(PASSAGE TO READ)
──────

Reconciliation of Biological Assets

An entity shall present a reconciliation of changes in the carrying amount of biological assets between the beginning and the end of the current period. The reconciliation shall include:

(a) the gain or loss arising from changes in fair value less costs to sell;

(b) increases due to purchases;

(c) decreases attributable to sales and biological assets classified as held for sale (or included in a disposal group that is classified as held for sale) in accordance with Ind AS 105;

(d) decreases due to harvest;

(e) increases resulting from business combinations;

(f) net exchange differences arising on the translation of financial statements into a different presentation currency, and on the translation of a foreign operation into the presentation currency of the reporting entity; and

(g) other changes.

Disclosure of Price Change and Physical Change

Separate disclosure of physical and price changes is useful in appraising current period performance and future prospects, particularly when there is a production cycle of more than one year

Biological transformation results in a number of types of physical change—growth, degeneration, production, and procreation, each of which is observable and measurable. Each of those physical changes has a direct relationship to future economic benefits. A change in fair value of a biological asset due to harvesting is also a physical change.

Disclosure in the event of climatic, disease

Agricultural activity is often exposed to climatic, disease and other natural risks. If an event occurs that gives rise to a material item of income or expense, the nature and amount of that item are disclosed in accordance with Ind AS 1 Presentation of Financial Statements.

──────

(DATASET EXCERPT)
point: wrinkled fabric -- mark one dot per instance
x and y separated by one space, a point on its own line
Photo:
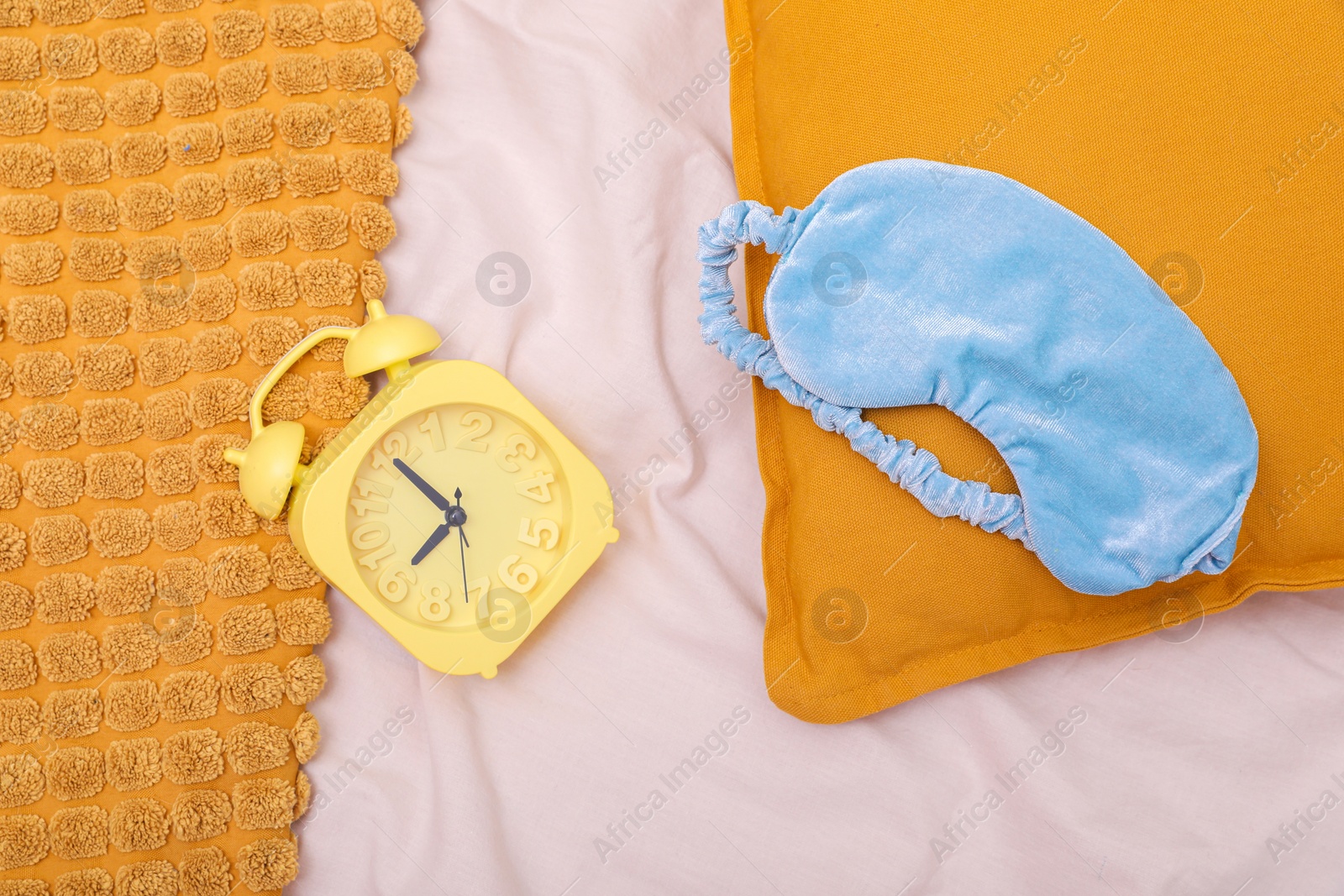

──────

(WHAT YOU NEED TO DO)
1. In the passage on biological assets, under which standard are the nature and amount of a material item of income or expense from a climatic or disease event disclosed?
2. According to the passage on biological assets, why should physical changes and price changes be disclosed separately? Answer in one to three sentences.
3. Continue the passage on biological assets from its last sentence.
The data is not needed for this work.

(ANSWERS BELOW)
1. Ind AS 1 Presentation of Financial Statements.

2. Separate disclosure of physical and price changes is useful in appraising current period performance and future prospects. This is particularly so when there is a production cycle of more than one year.

3.
Additional disclosure when fair value can’t measure

When biological assets measured at cost less any accumulated depreciation or accumulated impairment loss, the following disclosure required:

  • A description of biological assets
  • Explanation why fair value can’t measure.
  • Depreciation method used or useful life or depreciation rate used.
  • the gross carrying amount and the accumulated depreciation (aggregated with accumulated impairment losses) at the beginning and end of the period.

When any biological assets measuresd at cost model and now becomes reliably measurable during the current year, then an entity shall disclose the

  • description of biological assets.
  • Explanation why fair value has reliably measure.
  • The effect of change.

Reconciliation in cost model as in case of Ind AS 16.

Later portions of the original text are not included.